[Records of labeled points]
===============
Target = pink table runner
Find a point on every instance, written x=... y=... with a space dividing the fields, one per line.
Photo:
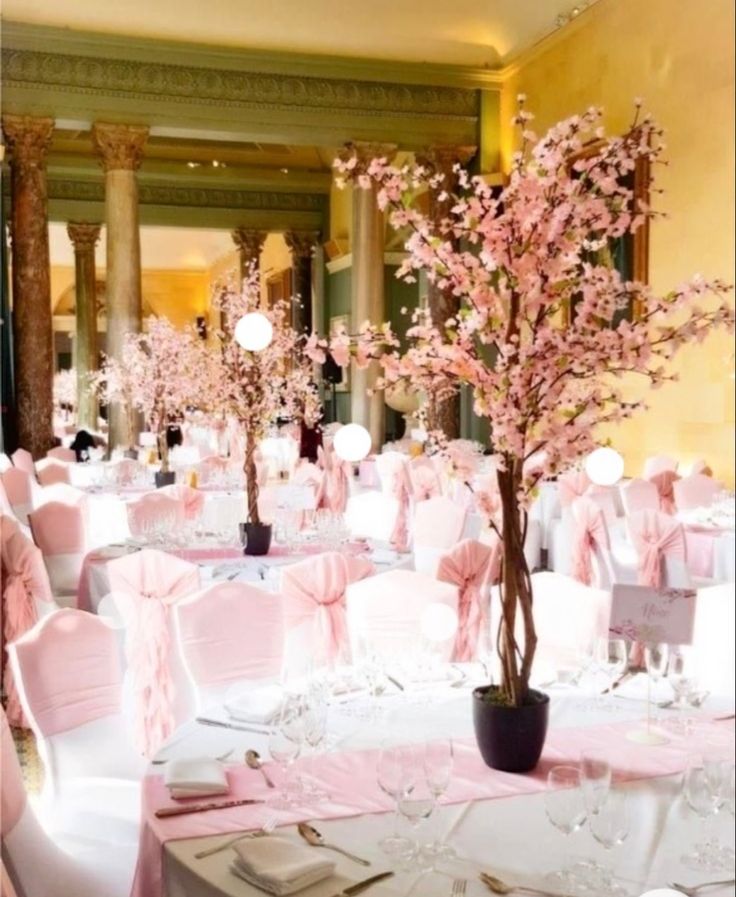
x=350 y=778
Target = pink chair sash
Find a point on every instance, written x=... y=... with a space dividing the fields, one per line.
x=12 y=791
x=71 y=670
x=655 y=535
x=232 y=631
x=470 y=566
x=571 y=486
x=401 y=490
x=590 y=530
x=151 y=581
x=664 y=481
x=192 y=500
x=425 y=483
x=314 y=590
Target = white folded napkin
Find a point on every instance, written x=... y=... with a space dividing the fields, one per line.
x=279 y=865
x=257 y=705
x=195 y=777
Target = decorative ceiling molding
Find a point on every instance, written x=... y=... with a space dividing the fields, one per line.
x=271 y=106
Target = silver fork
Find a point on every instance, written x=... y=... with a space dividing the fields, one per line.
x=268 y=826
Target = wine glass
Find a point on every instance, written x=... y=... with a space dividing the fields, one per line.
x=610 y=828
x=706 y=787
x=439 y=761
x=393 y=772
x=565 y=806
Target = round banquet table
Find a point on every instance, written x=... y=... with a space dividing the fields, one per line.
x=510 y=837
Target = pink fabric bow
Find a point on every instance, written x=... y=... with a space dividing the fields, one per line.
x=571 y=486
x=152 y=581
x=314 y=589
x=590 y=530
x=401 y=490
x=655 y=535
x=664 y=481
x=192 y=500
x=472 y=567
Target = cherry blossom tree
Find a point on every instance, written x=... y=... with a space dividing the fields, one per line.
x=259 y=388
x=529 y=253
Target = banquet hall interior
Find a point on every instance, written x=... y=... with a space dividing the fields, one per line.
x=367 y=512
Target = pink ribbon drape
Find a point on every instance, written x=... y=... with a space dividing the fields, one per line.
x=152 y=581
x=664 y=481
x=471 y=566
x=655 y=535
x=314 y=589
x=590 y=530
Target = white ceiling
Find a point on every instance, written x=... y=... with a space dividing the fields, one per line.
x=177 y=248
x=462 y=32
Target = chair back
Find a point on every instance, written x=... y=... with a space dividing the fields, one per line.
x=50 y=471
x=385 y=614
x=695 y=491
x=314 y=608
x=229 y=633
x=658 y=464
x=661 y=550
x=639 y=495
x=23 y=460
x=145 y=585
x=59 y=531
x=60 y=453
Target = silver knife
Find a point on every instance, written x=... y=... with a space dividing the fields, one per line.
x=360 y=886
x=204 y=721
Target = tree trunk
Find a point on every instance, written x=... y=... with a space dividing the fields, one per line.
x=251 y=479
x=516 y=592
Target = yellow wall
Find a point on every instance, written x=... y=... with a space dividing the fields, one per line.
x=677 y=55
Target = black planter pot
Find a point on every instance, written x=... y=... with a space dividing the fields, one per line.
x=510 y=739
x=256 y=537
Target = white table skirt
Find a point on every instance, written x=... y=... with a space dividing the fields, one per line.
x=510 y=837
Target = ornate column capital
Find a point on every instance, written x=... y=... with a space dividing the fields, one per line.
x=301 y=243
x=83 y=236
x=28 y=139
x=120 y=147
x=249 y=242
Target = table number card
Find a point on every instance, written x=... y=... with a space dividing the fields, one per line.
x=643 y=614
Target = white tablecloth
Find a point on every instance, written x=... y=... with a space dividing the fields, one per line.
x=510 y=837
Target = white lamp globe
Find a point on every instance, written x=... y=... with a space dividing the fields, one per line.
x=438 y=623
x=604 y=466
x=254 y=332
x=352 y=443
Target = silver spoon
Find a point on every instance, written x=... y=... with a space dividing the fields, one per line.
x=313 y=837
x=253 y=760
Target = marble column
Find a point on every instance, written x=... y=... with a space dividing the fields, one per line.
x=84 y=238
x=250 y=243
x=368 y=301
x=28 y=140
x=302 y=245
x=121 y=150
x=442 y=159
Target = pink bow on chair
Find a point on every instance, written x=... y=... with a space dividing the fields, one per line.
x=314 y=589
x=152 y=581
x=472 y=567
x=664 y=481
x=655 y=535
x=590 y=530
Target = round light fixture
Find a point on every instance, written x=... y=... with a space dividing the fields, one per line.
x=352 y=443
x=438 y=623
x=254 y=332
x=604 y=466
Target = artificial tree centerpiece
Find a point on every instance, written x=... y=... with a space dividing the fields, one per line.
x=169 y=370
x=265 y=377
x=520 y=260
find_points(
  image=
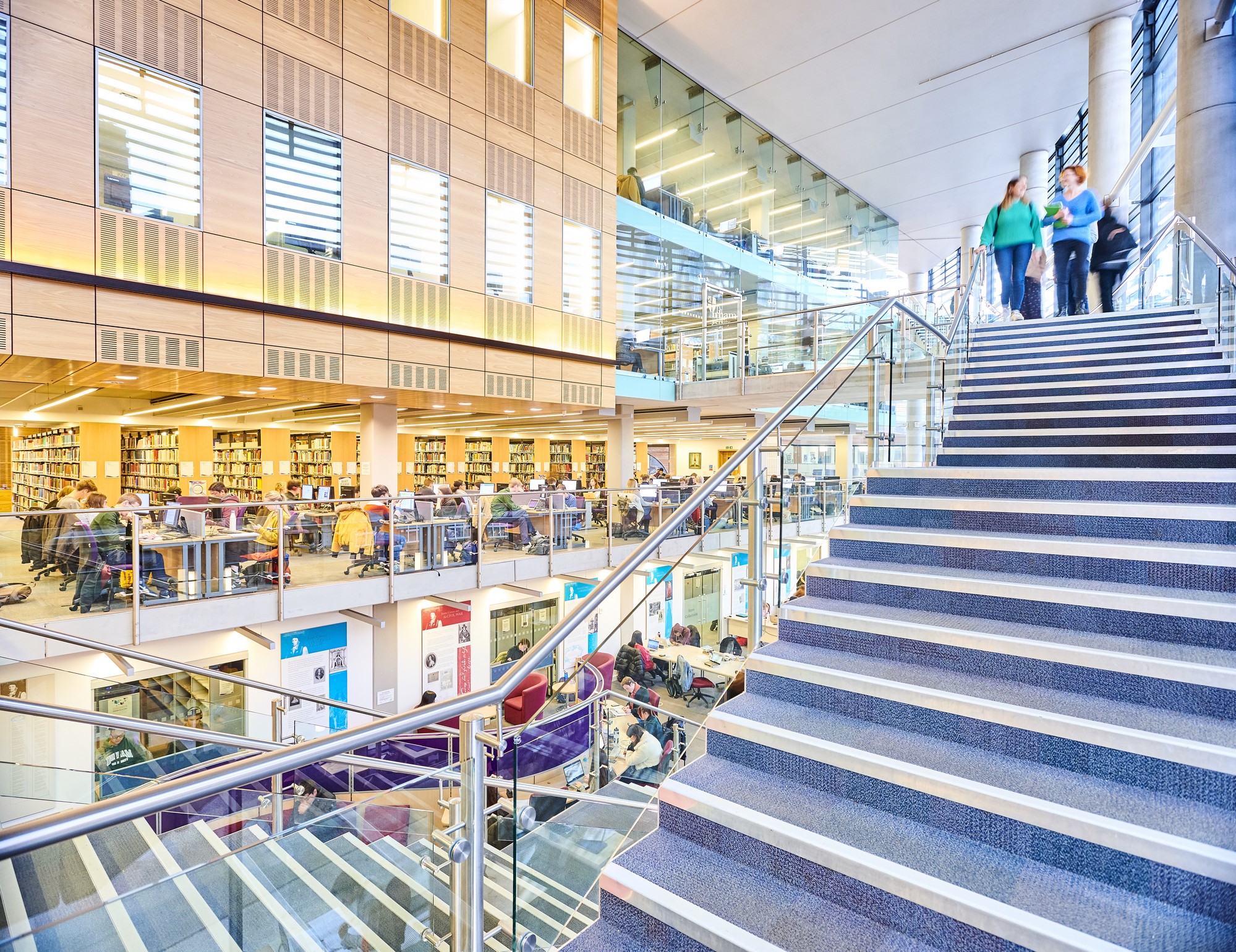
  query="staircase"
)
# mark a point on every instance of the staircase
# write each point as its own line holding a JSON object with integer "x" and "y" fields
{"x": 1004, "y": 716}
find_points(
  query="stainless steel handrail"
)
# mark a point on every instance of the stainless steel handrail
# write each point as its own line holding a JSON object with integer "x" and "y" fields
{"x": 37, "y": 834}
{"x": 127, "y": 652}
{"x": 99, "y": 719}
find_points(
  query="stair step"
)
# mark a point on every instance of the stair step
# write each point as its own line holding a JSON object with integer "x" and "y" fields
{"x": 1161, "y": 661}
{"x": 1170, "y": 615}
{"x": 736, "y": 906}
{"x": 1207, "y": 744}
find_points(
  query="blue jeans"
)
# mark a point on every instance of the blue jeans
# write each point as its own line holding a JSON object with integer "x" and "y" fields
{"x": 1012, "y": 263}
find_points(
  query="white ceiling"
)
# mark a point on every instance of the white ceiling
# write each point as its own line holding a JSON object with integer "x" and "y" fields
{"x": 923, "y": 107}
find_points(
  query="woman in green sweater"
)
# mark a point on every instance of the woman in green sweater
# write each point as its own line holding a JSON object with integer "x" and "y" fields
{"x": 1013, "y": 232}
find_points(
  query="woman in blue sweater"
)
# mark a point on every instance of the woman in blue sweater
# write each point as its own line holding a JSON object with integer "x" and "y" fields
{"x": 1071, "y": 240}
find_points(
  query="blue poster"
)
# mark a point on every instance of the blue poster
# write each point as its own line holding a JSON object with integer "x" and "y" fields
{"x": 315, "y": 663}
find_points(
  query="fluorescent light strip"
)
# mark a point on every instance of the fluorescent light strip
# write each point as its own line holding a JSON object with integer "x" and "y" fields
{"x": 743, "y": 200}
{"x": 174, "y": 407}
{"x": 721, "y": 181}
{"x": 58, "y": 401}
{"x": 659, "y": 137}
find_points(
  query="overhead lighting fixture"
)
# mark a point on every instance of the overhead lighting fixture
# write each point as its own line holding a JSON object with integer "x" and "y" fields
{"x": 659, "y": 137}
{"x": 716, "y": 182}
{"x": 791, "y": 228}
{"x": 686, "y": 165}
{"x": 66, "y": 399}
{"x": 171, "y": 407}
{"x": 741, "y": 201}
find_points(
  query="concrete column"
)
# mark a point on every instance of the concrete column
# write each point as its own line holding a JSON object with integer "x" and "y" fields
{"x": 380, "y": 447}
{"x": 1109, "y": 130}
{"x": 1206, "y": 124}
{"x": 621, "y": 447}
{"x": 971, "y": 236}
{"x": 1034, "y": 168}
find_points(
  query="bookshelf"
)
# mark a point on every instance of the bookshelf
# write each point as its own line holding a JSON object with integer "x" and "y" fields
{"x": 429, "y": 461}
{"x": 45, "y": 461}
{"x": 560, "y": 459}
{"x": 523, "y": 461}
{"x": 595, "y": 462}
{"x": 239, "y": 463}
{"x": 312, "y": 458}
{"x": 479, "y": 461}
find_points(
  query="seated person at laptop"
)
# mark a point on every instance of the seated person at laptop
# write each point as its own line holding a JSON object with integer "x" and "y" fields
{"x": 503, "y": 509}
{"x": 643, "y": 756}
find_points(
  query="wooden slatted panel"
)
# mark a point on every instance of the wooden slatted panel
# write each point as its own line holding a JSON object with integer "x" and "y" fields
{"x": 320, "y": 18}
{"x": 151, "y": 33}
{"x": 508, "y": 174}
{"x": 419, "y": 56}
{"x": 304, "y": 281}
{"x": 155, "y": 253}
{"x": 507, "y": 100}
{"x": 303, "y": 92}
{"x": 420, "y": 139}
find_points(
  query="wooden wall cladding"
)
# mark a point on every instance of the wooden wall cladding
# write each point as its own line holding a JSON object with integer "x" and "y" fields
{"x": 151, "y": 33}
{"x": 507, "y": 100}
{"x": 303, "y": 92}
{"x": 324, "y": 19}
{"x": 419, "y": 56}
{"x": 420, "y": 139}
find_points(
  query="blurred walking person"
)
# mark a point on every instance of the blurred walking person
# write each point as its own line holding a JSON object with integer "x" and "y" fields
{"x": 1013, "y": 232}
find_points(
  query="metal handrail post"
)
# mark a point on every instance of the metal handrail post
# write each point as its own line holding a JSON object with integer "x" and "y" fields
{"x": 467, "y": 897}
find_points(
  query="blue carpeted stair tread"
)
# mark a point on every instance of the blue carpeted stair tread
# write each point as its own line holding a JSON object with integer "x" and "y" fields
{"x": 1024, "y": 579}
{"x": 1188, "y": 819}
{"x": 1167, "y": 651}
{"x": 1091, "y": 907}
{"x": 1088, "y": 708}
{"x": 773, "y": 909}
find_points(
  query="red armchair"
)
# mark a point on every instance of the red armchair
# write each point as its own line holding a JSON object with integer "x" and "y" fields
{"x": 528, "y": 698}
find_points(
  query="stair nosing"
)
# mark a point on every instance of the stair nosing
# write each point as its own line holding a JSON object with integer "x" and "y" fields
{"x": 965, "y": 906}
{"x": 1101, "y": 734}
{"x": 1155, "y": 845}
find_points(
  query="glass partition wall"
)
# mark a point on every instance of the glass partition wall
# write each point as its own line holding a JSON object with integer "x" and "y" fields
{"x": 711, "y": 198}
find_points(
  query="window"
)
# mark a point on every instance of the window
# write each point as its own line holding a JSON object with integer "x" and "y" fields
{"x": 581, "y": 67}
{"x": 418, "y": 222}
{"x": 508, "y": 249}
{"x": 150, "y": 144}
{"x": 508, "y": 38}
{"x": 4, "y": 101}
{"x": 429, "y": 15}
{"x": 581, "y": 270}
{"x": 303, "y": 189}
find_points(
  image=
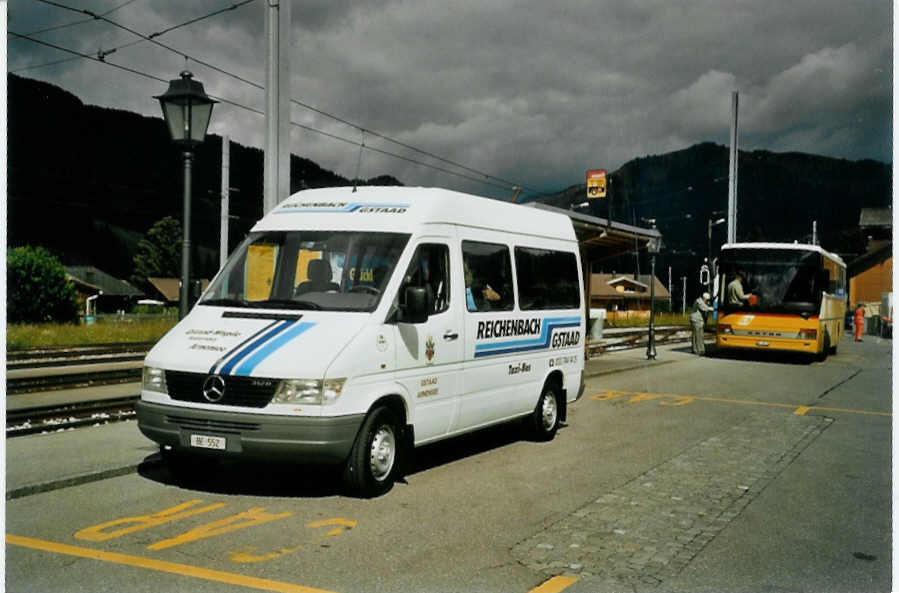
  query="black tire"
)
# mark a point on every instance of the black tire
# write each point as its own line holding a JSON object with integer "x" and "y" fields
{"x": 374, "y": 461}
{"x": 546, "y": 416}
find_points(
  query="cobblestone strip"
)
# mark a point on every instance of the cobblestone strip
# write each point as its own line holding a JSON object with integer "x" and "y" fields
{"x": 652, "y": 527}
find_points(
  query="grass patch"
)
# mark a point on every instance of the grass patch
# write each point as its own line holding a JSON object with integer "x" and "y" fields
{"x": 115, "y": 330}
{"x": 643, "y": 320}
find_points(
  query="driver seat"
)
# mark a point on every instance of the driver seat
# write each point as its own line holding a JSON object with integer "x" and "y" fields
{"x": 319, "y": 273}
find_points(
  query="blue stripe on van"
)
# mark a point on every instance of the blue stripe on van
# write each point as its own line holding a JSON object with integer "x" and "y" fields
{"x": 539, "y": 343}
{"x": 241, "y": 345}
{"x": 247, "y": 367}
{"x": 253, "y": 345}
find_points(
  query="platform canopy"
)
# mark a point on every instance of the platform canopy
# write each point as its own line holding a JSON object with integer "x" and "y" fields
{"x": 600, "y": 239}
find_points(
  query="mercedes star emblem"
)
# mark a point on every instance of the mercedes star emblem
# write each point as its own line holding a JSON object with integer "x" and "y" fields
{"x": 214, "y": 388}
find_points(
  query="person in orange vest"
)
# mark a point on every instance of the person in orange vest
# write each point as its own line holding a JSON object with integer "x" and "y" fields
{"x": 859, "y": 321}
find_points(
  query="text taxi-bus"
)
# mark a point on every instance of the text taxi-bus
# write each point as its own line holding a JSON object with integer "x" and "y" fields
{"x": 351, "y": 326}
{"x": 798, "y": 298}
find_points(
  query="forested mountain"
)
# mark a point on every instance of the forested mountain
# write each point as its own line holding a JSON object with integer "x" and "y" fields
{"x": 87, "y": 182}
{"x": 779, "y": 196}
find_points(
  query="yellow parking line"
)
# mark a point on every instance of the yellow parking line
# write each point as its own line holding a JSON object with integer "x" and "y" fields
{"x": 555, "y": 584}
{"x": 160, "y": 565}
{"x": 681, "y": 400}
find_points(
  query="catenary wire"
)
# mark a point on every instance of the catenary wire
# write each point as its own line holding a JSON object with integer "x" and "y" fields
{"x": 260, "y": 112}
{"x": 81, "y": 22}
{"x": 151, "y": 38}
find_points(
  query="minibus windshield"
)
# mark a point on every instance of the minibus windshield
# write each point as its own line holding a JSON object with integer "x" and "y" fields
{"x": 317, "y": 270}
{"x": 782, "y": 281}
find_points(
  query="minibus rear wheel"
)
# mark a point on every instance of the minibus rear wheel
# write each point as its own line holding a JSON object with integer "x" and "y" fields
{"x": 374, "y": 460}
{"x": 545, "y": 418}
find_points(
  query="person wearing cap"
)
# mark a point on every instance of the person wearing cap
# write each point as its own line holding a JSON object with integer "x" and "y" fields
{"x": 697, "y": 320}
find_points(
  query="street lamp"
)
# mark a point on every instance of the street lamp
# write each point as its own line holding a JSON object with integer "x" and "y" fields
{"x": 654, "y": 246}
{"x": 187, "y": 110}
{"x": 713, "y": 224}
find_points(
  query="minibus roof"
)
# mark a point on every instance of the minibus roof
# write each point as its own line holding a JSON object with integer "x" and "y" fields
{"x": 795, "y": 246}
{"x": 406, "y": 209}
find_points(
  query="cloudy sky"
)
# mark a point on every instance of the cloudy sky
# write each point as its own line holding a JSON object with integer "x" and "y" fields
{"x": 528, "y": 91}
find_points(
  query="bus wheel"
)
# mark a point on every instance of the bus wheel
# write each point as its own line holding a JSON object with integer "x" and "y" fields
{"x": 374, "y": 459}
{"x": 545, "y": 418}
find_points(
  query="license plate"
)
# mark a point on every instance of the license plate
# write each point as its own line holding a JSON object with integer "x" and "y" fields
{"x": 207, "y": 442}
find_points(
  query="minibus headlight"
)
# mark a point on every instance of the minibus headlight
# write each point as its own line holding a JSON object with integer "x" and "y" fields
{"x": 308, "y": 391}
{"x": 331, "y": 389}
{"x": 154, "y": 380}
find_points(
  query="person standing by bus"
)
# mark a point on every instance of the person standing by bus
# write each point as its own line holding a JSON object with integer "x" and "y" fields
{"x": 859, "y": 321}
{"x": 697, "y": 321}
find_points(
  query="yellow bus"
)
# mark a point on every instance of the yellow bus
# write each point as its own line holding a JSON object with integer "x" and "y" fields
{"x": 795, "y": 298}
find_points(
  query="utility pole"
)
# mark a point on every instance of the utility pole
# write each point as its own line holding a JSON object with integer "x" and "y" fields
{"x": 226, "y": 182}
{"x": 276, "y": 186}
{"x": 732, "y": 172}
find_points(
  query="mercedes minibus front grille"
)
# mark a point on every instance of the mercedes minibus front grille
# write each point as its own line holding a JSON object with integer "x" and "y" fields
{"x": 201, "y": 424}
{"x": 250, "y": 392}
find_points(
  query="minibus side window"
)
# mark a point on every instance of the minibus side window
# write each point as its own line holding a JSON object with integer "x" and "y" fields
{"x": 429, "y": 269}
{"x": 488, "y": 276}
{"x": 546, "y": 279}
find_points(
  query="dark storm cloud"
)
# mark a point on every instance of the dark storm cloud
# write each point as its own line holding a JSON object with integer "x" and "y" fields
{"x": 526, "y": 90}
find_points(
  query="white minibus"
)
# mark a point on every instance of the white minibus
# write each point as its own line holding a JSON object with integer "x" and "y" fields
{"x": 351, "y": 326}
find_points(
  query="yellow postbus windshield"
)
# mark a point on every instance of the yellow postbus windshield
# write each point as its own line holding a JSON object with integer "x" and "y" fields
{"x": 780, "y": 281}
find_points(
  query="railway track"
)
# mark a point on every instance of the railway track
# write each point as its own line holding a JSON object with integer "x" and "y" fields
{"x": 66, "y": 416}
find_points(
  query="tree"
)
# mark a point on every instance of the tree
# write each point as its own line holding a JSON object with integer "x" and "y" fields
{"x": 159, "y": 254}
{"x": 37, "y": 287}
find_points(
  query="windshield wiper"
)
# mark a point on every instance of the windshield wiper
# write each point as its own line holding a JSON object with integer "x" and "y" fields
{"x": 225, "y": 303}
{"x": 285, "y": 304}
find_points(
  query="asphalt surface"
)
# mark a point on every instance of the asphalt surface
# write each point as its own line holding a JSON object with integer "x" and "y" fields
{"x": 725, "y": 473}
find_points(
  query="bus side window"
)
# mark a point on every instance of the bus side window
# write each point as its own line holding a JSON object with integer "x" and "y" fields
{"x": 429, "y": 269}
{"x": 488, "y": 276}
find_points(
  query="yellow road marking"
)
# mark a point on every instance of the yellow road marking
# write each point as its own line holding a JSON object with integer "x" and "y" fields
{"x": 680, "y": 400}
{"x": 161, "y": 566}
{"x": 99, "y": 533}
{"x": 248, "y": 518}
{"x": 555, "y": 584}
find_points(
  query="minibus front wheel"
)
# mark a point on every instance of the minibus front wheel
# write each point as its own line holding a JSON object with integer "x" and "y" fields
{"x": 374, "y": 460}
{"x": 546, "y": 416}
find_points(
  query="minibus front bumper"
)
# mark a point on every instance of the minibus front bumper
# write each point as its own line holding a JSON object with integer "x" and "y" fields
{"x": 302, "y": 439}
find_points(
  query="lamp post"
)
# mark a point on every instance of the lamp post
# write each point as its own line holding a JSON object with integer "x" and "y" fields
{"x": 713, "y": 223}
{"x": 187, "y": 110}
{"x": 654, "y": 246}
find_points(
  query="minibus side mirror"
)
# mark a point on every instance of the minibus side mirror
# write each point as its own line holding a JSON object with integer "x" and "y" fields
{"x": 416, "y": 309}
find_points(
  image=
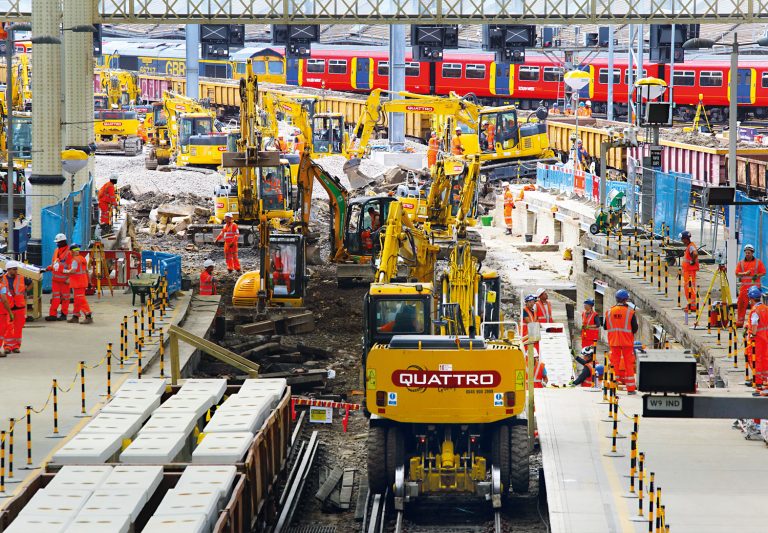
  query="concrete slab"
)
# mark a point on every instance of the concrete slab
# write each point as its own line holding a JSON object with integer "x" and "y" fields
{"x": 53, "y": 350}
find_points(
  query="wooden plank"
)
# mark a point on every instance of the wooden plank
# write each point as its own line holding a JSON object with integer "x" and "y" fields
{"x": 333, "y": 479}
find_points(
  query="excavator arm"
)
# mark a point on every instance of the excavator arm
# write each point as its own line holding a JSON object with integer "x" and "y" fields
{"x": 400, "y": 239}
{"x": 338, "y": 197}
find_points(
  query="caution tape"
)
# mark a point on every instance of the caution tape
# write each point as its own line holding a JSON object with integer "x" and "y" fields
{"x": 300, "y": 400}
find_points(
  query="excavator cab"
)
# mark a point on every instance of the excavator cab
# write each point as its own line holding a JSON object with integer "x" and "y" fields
===============
Rewrite the entries starting with the line with "Target = table number card" and going on through the line with "x=253 y=760", replacing "silver spoon" with "metal spoon" and keeping everything else the same.

Target = table number card
Find a point on every instance, written x=... y=... with a space dividing the fields, one per line.
x=643 y=614
Target = white tablecloth
Find a point on every instance, written x=... y=... with a space dividing the fields, one per line.
x=510 y=837
Target = white lamp globe
Find a point on every instance, written x=... y=... with a space dividing the fields, one per line.
x=438 y=623
x=604 y=466
x=254 y=332
x=352 y=443
Target = metal spoon
Find a point on every instance, written x=... y=... with a space dividing the fields, one per line.
x=313 y=837
x=253 y=760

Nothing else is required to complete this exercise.